Task to carry out — Pick out every line of the entries below where "threshold" occurs, and copy those lines.

++++ Input records ++++

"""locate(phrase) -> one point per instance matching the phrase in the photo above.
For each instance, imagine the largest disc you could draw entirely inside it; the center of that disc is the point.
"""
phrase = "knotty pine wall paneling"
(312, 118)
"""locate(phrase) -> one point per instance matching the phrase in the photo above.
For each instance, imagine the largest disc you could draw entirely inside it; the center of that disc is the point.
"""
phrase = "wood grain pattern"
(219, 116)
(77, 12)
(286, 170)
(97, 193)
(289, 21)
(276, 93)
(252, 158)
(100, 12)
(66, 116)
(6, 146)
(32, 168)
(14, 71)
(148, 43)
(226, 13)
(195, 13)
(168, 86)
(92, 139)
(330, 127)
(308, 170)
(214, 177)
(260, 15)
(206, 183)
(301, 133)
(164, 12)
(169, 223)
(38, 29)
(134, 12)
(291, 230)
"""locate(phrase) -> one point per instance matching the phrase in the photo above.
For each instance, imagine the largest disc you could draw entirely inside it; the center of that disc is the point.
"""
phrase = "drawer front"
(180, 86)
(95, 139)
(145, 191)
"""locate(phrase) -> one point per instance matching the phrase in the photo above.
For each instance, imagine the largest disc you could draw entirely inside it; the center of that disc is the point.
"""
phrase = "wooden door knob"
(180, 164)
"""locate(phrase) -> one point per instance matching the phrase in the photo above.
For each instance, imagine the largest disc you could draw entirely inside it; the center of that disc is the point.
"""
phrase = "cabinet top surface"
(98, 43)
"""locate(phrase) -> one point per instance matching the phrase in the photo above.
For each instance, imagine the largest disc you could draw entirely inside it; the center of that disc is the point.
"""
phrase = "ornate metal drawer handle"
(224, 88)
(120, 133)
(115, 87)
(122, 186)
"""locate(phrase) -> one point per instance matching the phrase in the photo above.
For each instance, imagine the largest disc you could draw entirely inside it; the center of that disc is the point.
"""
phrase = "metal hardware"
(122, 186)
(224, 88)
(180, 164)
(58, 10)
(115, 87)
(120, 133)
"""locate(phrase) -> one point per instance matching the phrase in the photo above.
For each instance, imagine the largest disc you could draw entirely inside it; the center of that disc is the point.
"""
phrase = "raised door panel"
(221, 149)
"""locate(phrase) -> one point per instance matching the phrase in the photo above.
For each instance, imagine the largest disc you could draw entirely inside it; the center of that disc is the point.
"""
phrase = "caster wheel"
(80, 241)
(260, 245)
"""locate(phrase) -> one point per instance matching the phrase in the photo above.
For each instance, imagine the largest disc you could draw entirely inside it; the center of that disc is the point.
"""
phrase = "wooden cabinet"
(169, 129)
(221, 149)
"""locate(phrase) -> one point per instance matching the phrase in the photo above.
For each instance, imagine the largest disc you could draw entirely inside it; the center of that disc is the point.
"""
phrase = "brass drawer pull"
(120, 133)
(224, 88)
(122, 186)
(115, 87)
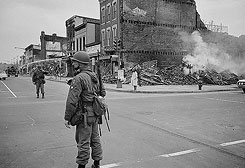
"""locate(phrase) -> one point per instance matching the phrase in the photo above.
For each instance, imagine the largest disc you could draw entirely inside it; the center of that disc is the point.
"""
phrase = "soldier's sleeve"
(73, 98)
(103, 92)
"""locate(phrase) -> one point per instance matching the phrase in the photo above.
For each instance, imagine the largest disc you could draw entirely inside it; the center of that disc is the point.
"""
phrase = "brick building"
(52, 46)
(83, 34)
(148, 29)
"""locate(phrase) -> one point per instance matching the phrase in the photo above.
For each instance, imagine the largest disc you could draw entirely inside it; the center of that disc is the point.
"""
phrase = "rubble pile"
(174, 75)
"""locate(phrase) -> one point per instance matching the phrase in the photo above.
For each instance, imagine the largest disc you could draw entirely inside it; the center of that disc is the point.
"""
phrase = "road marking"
(232, 143)
(9, 89)
(181, 153)
(230, 101)
(33, 121)
(111, 165)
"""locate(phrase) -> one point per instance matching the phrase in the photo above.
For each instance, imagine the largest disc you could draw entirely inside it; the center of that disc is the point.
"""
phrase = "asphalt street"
(185, 130)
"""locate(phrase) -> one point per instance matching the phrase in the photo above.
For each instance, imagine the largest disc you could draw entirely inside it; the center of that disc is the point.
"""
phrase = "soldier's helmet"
(81, 57)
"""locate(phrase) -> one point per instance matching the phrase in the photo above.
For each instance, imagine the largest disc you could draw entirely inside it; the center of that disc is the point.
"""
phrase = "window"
(77, 44)
(84, 42)
(114, 32)
(103, 37)
(80, 39)
(108, 30)
(114, 8)
(103, 15)
(108, 12)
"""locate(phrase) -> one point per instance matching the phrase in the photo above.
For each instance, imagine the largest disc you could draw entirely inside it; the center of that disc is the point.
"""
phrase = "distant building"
(32, 53)
(83, 34)
(144, 30)
(52, 46)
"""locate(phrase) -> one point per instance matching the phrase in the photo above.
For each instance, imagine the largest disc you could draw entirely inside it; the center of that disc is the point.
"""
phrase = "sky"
(21, 21)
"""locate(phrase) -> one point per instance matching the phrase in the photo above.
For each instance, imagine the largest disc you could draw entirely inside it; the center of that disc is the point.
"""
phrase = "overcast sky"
(21, 21)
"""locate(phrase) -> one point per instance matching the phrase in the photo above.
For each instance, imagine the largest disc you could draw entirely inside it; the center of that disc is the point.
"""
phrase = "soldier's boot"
(81, 166)
(96, 164)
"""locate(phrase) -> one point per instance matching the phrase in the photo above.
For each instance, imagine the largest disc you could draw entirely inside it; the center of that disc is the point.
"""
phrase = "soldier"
(80, 98)
(38, 80)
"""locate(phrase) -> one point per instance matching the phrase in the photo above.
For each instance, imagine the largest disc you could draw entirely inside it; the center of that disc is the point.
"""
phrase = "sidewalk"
(160, 88)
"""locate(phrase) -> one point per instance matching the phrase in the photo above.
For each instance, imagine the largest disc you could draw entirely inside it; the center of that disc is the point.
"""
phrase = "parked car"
(241, 84)
(3, 75)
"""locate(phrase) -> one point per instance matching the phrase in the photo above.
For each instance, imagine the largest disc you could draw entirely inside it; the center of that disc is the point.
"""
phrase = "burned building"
(147, 29)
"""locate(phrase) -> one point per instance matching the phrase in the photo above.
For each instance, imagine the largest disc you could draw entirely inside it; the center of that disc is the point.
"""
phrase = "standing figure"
(38, 80)
(138, 70)
(80, 103)
(134, 79)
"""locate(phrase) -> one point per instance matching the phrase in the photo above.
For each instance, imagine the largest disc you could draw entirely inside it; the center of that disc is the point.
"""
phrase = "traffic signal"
(115, 44)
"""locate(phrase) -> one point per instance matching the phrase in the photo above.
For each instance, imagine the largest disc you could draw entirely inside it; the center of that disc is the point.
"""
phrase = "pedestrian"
(134, 79)
(138, 70)
(38, 79)
(79, 99)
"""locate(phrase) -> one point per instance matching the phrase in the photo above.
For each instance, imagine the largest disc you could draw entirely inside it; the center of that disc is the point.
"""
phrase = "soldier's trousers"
(86, 137)
(38, 87)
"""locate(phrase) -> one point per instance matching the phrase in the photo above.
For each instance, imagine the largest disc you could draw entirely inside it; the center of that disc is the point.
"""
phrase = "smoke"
(209, 56)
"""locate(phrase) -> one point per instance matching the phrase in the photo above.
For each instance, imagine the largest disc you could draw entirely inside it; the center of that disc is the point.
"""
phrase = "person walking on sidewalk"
(38, 80)
(134, 79)
(80, 98)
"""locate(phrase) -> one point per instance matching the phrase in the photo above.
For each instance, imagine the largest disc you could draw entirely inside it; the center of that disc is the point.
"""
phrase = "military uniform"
(39, 81)
(81, 91)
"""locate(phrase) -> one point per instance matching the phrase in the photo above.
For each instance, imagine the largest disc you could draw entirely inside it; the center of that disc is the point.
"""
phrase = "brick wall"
(150, 29)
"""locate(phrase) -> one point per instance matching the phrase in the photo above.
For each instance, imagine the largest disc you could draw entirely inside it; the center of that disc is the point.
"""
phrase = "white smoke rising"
(209, 56)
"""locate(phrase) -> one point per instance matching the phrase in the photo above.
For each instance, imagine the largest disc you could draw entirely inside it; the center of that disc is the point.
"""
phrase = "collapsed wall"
(150, 29)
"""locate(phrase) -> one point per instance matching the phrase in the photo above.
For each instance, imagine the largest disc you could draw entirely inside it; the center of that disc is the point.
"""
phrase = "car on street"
(241, 84)
(3, 76)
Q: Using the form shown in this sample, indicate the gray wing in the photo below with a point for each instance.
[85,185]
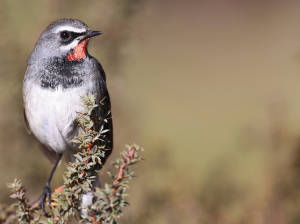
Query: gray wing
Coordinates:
[107,107]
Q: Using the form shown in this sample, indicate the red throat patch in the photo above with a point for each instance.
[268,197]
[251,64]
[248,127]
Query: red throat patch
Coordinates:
[79,52]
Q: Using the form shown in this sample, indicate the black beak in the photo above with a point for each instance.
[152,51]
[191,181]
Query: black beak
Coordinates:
[90,34]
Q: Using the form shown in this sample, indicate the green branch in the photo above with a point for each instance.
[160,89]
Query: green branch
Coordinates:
[81,174]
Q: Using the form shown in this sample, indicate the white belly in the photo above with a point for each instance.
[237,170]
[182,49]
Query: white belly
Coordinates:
[51,115]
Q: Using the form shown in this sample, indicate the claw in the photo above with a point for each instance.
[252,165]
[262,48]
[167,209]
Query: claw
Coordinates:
[46,194]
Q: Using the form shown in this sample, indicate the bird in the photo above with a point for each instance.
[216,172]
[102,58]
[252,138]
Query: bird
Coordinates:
[59,72]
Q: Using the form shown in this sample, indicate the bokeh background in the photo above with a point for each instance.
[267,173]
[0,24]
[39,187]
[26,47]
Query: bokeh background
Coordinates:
[211,90]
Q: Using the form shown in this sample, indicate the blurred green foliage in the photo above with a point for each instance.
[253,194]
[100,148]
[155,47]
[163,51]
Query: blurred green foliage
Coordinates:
[212,90]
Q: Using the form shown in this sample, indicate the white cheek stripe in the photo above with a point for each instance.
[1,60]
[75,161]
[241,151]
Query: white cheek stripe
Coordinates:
[69,46]
[69,28]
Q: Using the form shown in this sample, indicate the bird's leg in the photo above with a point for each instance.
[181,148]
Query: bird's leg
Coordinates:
[47,191]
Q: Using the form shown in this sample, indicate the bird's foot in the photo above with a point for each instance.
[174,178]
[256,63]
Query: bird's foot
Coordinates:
[45,195]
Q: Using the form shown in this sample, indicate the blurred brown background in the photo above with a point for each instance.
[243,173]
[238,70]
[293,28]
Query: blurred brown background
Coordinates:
[211,90]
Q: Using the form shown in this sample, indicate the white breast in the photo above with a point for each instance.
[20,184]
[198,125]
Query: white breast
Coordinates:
[51,115]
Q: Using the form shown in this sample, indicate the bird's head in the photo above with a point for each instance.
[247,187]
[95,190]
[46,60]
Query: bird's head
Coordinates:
[64,38]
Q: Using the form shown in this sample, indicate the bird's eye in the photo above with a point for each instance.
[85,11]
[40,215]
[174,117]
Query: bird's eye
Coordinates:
[64,35]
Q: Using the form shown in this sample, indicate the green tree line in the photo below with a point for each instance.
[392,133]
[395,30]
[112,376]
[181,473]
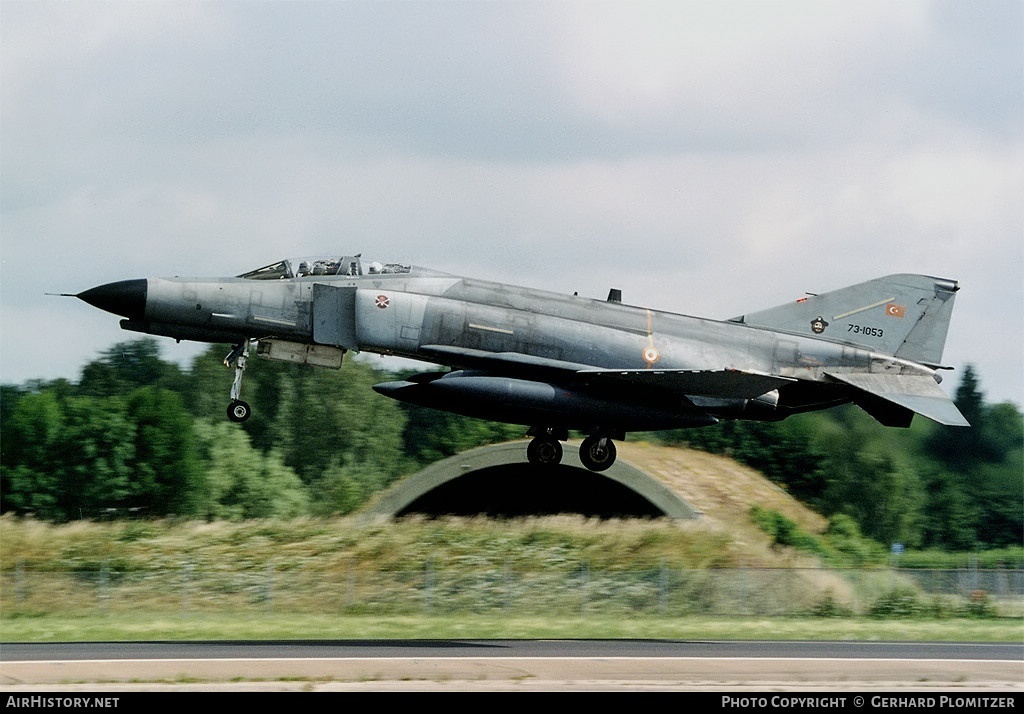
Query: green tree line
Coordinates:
[137,434]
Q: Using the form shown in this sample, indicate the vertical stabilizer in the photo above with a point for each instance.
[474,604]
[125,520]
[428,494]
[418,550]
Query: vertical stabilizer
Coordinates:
[906,316]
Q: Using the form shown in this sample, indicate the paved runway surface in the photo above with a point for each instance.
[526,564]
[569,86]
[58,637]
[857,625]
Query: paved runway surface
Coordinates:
[512,665]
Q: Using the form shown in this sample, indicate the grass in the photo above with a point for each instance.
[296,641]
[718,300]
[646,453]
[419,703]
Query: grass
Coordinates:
[449,579]
[162,626]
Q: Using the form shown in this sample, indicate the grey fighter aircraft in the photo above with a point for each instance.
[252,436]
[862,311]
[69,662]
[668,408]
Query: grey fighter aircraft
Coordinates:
[557,363]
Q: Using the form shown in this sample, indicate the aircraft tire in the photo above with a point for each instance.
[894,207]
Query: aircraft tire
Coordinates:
[239,411]
[595,455]
[545,452]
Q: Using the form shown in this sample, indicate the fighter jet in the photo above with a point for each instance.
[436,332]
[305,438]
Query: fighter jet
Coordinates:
[557,363]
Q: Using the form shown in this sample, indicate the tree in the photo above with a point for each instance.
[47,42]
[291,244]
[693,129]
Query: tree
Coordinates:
[128,366]
[166,478]
[243,483]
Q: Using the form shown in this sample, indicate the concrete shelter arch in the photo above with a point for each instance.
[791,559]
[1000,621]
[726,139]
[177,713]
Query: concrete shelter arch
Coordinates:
[498,480]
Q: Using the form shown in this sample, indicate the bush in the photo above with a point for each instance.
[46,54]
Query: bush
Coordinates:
[898,602]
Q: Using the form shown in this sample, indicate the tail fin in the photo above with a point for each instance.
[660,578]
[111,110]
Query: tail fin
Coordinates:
[906,316]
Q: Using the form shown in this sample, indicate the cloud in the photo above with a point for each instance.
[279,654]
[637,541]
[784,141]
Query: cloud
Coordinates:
[706,158]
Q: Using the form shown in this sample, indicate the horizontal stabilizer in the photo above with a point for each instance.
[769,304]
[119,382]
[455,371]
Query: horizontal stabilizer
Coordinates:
[919,393]
[729,384]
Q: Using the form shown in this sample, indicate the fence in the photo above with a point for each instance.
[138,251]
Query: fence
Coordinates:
[574,591]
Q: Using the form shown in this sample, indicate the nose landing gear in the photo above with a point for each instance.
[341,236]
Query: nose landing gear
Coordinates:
[238,411]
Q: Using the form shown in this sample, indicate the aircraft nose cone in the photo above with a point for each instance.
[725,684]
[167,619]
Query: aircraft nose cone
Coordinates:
[126,297]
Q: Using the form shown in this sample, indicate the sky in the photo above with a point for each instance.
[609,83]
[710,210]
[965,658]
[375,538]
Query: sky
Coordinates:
[705,158]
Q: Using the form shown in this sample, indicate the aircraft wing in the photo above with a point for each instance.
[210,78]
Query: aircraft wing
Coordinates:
[721,383]
[738,384]
[919,393]
[480,359]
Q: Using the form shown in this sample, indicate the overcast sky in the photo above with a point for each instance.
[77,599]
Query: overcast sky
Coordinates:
[707,158]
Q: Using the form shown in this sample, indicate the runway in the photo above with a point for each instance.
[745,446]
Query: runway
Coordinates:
[512,665]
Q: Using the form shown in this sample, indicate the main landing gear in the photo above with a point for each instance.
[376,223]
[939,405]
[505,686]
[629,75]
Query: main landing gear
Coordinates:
[596,453]
[238,411]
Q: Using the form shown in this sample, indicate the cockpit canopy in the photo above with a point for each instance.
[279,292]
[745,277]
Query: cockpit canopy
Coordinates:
[316,266]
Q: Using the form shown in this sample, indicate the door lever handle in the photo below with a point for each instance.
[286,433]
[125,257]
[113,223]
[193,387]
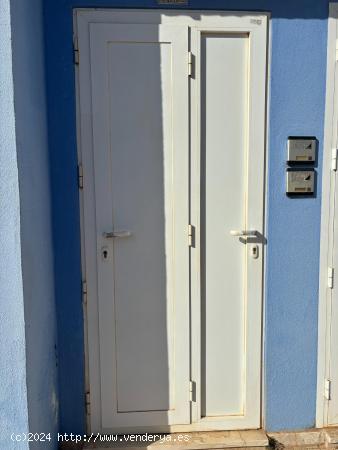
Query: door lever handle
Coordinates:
[117,234]
[245,233]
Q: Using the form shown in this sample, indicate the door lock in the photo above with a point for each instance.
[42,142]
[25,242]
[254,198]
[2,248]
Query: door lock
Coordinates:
[244,233]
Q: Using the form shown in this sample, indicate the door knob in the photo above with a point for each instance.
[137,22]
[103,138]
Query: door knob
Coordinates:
[245,233]
[117,234]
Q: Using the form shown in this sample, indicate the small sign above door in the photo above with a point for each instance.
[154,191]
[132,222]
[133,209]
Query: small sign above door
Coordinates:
[172,2]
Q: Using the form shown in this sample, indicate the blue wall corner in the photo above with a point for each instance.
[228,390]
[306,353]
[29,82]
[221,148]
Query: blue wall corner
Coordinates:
[293,226]
[297,93]
[13,392]
[35,213]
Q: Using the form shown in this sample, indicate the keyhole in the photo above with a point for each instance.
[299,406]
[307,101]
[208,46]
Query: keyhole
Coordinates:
[254,251]
[104,253]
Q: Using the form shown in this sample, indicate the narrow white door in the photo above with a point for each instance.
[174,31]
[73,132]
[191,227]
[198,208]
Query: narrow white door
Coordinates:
[228,176]
[139,89]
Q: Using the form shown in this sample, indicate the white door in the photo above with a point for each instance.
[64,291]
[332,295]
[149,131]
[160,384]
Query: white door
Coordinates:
[173,323]
[228,92]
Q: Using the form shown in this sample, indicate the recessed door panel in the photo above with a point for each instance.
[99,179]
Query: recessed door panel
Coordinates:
[224,128]
[140,140]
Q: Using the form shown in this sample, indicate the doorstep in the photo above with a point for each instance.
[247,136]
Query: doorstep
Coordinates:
[250,439]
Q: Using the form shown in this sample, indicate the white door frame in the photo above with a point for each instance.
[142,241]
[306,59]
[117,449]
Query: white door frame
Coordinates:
[91,15]
[327,216]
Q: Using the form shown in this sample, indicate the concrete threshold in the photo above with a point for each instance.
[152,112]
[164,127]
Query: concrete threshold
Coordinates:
[191,441]
[236,440]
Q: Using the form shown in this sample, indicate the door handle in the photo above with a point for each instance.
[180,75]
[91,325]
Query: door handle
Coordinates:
[244,233]
[117,234]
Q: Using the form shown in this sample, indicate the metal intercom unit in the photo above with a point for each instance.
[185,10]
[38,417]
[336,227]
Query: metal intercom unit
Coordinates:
[301,149]
[300,181]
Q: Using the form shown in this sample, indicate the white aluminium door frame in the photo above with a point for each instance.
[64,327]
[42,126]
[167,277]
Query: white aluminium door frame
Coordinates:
[329,216]
[255,26]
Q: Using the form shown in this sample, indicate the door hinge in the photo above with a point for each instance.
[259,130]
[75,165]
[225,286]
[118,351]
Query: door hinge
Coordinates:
[192,391]
[87,400]
[80,176]
[334,159]
[330,277]
[190,64]
[76,51]
[327,389]
[191,235]
[84,292]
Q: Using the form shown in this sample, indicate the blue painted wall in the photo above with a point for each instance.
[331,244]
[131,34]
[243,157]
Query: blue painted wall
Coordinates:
[35,212]
[297,92]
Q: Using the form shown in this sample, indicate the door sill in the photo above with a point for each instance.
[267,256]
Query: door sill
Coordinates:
[256,439]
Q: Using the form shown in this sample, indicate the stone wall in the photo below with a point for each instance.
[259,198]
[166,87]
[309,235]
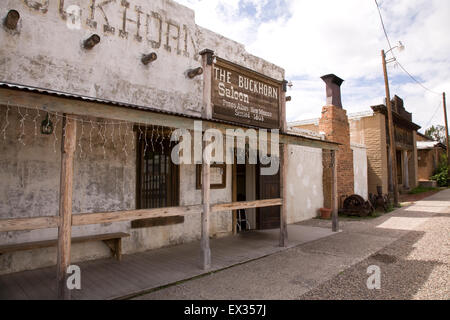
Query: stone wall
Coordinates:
[371,132]
[334,124]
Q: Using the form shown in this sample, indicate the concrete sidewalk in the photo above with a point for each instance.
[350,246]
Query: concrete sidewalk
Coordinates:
[145,271]
[411,246]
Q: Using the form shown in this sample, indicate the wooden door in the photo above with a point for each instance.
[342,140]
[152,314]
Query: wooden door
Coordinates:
[268,188]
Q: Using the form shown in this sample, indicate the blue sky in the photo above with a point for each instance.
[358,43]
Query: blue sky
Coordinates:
[312,38]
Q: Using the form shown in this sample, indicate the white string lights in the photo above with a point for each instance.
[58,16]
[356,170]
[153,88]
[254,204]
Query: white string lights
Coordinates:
[91,133]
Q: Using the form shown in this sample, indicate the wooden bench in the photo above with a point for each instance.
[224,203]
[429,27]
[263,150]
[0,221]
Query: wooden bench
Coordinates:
[112,240]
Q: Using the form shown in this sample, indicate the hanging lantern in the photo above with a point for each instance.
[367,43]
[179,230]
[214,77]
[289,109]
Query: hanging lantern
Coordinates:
[47,126]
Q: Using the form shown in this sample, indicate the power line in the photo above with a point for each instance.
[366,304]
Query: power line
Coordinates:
[395,58]
[434,114]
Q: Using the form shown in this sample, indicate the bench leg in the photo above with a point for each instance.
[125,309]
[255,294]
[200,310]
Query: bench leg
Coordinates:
[119,249]
[115,245]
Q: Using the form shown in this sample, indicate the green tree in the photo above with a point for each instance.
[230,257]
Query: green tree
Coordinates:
[441,174]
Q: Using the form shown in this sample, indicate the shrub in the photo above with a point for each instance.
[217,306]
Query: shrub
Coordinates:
[441,174]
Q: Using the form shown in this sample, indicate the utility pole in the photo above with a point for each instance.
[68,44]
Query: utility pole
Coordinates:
[446,128]
[391,131]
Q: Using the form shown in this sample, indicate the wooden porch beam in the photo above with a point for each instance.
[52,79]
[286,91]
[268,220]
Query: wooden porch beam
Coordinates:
[26,224]
[246,205]
[206,185]
[7,225]
[283,194]
[111,111]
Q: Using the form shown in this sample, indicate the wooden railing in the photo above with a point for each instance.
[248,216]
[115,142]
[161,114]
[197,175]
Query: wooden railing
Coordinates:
[22,224]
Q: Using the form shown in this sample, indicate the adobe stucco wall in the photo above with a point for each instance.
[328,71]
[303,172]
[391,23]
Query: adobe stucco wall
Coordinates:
[360,170]
[44,52]
[371,132]
[103,182]
[304,183]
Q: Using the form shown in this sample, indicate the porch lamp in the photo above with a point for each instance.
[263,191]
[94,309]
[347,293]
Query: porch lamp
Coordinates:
[392,148]
[91,42]
[12,19]
[47,126]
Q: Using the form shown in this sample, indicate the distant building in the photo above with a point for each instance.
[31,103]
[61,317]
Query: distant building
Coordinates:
[370,129]
[429,153]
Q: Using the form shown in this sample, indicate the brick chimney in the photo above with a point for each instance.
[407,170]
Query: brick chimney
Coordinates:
[334,123]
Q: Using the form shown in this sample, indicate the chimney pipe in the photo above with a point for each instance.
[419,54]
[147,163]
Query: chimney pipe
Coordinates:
[333,88]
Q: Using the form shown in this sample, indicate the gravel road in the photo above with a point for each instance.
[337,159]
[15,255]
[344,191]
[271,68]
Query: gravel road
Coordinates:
[411,246]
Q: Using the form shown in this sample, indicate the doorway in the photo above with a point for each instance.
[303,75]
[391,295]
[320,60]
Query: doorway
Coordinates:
[251,185]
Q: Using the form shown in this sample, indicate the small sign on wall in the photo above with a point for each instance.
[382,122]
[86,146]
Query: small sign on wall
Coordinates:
[244,96]
[218,176]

++++

Result —
Q: Using the form shown in this sample, indicate the concrete threshold in the photo above with a point for each instance.
Query: concrete threshold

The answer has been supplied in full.